The present edition presents works that interrogate the dialectics of particular formats and genres of the modern institutional imaginary, such as the museum and its relation to time, order and transformation (Chris Marker / Alain Resnais), ethnographic film (Rudolph Poch), the mummy-complex of cinema (Artefakte), animation and the animal-metaphor (Walt Disney, Marcel Broodthaers, Jean Painlevé), labor, media and the body (Ken Jacobs), psychiatric boundaries of subjectivity (Angela Melitopoulos and Maurizio Lazzarato), ecstasy (Yayoi Kusama), the continuum of body and technology (Daria Martin), and exemplary “scenes” exploring mediality and the enrolment of mythology and enchantment, materiality and fetishism in the re-configuration of modern power and modern frontiers (Al Clah, Hans Richter, Len Lye, Yervant Gianikian / Angela Ricci Lucchi, Adam Avikainen, Otobong Nkanga), as well as current frontiers in indigenous struggles (Paulo Tavares).
The opening night will include the public presentation “Modernizing Animism? Specters of Superstition, Partisanship, and Rationalist Control” by Anselm Franke.
Chapter 3 will include a keynote lecture and a five-session seminar by Jalal Toufic, and a series of talks, workshops and screenings around Animism organized by Anton Vidokle.

Object point labels:
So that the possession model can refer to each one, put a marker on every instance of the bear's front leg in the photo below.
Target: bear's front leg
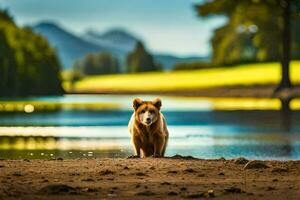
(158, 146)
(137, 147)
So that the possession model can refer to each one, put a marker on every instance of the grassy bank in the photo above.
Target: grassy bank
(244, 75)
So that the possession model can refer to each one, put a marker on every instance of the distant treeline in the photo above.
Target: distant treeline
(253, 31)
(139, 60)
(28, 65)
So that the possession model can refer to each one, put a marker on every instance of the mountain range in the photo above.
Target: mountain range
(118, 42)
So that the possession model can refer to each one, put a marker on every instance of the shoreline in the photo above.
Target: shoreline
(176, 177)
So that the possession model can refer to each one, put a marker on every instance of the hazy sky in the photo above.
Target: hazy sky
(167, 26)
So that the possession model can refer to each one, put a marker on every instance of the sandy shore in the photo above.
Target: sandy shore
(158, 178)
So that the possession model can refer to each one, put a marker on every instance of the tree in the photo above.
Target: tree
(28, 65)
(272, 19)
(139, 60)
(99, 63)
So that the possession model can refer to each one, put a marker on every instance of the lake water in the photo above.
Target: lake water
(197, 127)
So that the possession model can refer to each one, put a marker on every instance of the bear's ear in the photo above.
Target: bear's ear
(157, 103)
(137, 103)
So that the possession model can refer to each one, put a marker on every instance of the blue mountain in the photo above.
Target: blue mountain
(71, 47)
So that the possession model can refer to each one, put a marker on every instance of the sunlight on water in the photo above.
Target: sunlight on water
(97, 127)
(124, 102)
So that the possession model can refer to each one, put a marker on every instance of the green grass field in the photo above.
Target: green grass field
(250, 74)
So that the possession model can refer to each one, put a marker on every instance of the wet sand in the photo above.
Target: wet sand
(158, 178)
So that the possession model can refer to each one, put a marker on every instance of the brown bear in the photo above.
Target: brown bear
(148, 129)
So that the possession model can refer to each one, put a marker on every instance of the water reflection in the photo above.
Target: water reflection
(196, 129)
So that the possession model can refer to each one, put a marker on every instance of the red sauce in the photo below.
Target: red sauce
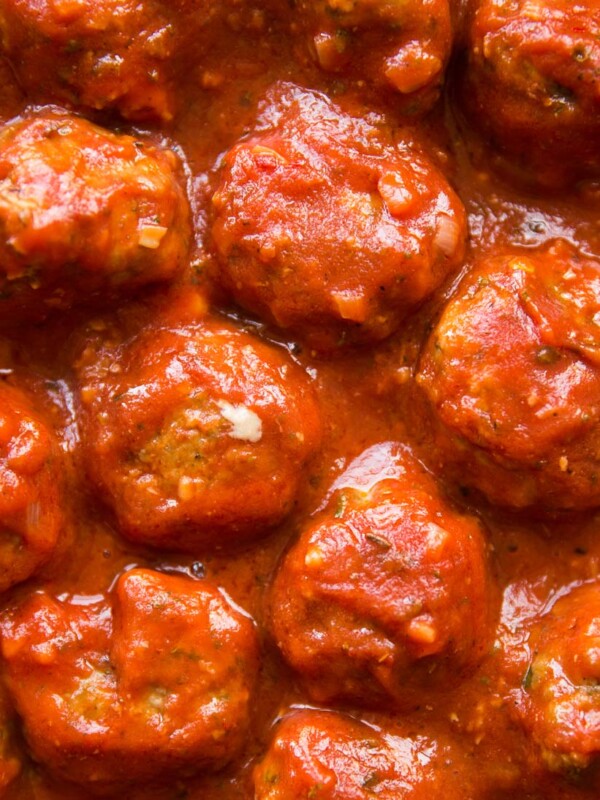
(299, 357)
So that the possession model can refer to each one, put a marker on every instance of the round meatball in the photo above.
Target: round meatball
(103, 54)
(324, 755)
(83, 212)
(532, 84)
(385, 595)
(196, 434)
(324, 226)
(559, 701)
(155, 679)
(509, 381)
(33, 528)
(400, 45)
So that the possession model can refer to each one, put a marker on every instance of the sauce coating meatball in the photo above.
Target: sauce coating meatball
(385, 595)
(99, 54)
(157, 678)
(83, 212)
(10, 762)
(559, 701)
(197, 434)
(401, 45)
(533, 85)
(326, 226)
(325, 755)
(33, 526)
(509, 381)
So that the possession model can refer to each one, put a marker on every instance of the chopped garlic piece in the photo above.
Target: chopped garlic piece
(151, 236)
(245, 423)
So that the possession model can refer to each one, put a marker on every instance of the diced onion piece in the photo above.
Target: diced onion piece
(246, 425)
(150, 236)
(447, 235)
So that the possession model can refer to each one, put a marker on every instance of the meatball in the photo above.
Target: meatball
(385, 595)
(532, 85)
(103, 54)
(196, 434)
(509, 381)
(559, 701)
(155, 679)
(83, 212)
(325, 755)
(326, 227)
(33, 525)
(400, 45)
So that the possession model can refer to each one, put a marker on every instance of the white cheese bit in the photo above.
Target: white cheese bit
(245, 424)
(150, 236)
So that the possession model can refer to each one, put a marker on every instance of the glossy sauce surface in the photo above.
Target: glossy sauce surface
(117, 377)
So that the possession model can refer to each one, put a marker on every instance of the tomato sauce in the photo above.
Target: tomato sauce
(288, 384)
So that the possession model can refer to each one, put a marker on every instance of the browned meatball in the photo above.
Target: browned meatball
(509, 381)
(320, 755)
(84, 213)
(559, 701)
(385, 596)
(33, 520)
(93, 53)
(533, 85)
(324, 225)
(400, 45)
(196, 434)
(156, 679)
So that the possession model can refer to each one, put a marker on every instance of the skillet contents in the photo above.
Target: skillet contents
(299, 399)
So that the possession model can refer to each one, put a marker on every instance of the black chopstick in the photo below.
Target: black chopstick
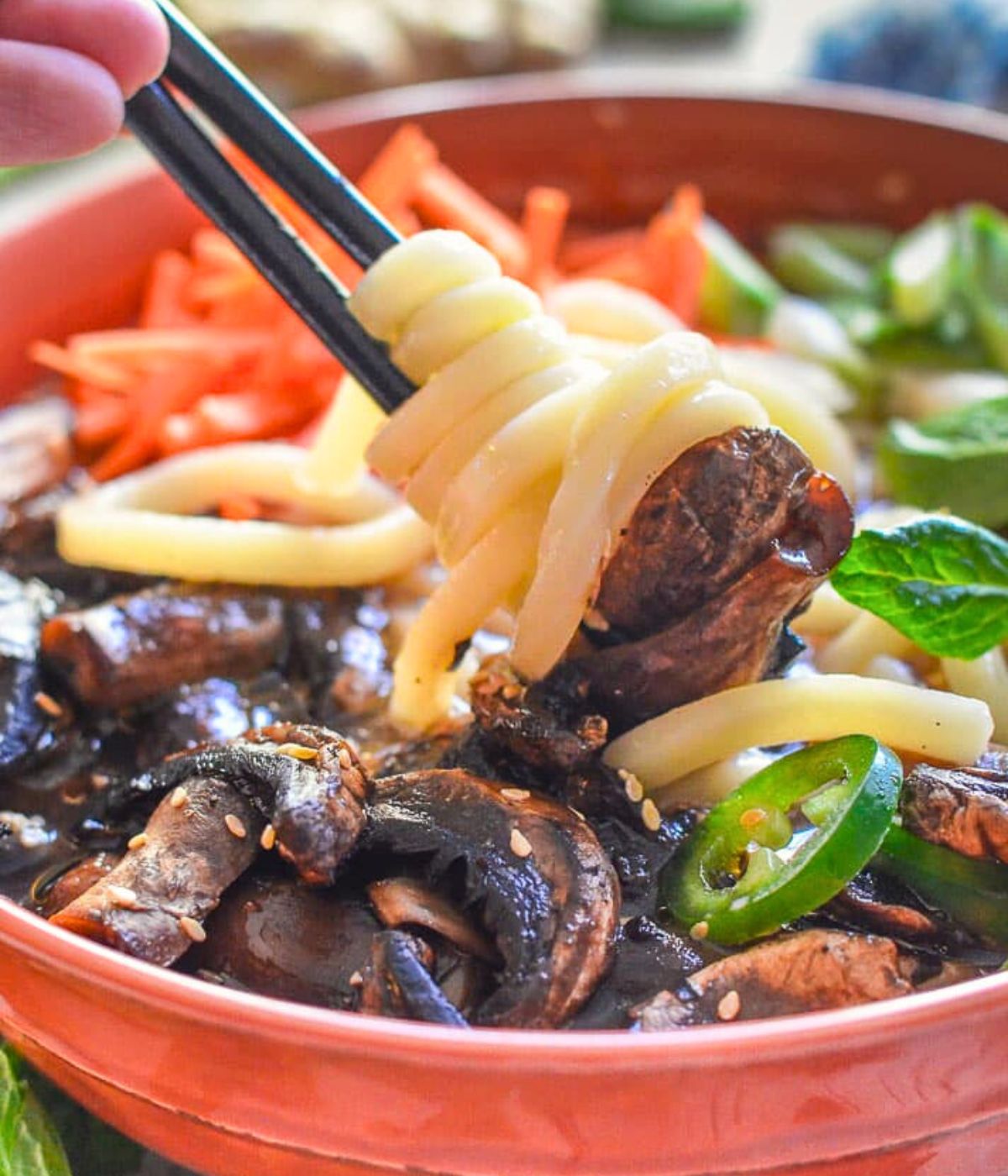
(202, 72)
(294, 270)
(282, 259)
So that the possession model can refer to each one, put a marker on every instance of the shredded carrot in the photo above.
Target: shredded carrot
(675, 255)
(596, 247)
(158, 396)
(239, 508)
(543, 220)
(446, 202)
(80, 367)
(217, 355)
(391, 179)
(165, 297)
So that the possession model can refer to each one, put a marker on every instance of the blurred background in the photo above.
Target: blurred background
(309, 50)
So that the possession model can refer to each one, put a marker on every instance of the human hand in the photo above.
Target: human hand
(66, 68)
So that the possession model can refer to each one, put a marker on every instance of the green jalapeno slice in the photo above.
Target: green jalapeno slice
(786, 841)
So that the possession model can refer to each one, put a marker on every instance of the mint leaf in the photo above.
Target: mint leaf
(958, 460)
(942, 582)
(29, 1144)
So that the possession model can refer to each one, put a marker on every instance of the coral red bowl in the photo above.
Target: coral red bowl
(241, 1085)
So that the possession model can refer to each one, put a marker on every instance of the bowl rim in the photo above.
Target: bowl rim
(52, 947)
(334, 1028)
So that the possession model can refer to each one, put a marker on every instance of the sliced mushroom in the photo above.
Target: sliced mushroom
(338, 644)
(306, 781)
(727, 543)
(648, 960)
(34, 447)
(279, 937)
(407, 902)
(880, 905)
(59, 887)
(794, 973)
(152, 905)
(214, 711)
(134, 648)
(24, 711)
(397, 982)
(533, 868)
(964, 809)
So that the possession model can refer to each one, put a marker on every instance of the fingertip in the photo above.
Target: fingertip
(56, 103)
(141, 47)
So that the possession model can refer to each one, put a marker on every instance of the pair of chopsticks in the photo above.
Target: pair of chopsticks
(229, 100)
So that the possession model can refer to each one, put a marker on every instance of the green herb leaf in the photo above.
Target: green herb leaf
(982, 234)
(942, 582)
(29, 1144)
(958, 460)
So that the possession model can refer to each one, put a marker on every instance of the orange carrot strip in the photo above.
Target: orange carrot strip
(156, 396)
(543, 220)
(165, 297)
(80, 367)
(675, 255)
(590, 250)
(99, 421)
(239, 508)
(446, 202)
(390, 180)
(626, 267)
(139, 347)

---

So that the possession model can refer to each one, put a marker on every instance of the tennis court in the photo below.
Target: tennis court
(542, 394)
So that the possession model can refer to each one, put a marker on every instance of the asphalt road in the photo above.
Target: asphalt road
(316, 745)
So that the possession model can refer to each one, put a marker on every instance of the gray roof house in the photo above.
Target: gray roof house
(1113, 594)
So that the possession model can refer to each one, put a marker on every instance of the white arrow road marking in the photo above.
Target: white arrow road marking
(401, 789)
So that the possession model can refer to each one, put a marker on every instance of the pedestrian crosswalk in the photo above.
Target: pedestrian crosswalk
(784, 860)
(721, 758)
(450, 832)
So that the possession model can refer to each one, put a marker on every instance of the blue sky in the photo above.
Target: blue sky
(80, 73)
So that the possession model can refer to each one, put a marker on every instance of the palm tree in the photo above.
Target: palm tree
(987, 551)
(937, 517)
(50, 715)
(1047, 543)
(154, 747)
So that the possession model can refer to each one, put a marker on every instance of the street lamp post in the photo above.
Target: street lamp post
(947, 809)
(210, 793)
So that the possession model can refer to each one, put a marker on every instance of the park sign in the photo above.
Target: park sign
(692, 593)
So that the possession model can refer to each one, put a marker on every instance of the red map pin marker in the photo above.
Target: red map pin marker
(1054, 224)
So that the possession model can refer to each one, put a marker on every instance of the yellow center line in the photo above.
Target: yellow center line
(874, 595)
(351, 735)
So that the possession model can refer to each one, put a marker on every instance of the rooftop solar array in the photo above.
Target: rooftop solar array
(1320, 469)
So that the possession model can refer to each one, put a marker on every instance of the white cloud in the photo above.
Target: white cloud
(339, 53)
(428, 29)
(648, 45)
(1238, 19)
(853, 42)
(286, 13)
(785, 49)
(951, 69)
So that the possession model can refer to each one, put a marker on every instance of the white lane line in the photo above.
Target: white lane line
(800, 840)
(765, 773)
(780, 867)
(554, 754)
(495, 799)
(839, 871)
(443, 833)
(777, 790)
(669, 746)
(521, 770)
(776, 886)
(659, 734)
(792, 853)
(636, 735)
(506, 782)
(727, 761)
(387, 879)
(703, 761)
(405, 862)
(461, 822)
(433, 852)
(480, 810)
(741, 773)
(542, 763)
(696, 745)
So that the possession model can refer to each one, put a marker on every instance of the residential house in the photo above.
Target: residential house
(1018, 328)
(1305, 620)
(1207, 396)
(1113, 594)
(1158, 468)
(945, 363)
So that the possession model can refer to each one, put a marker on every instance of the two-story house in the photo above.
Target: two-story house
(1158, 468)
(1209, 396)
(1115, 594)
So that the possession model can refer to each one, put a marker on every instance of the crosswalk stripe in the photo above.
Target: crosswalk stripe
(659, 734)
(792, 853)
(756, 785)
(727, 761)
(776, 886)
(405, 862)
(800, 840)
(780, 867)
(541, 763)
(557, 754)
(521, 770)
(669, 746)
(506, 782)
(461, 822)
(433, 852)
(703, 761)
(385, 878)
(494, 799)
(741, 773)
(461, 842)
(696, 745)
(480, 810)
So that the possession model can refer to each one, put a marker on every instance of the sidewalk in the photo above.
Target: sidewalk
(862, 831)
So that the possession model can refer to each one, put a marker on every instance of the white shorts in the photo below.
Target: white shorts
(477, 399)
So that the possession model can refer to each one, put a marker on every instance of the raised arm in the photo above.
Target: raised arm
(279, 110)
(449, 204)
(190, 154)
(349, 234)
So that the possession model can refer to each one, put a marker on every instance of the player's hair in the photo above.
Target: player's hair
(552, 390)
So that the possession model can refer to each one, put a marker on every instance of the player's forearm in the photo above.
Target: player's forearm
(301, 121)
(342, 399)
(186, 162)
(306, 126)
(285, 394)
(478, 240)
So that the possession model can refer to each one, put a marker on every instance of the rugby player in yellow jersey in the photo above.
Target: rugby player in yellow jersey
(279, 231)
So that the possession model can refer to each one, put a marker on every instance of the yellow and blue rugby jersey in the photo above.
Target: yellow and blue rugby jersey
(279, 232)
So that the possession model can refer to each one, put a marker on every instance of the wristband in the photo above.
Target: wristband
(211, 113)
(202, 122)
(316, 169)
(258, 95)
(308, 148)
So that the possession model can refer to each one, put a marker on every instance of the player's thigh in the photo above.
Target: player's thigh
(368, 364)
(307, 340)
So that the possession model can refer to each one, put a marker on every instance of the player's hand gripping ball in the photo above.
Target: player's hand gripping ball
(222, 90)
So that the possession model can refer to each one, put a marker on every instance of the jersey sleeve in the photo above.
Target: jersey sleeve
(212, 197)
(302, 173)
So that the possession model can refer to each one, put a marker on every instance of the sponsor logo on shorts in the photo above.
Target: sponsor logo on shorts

* * *

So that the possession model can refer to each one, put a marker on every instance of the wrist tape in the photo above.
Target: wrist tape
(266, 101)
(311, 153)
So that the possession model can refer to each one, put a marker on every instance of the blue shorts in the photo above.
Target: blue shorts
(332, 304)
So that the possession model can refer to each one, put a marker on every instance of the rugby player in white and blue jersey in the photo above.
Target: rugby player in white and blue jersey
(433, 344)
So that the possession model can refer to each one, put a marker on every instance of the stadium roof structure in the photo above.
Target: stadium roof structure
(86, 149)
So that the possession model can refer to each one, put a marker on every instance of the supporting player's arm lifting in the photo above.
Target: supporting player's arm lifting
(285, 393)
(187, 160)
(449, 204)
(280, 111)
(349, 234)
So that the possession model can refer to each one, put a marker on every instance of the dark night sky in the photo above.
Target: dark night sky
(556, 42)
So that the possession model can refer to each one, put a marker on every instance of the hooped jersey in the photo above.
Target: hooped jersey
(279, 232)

_Tasks to complete_
**1.** According to the exhibition announcement, who will give the keynote lecture and the five-session seminar in Chapter 3?
**2.** Reproduce the exhibition announcement starting with "The opening night" and going on through "by Anselm Franke.".

_Results_
**1.** Jalal Toufic

**2.**
The opening night will include the public presentation “Modernizing Animism? Specters of Superstition, Partisanship, and Rationalist Control” by Anselm Franke.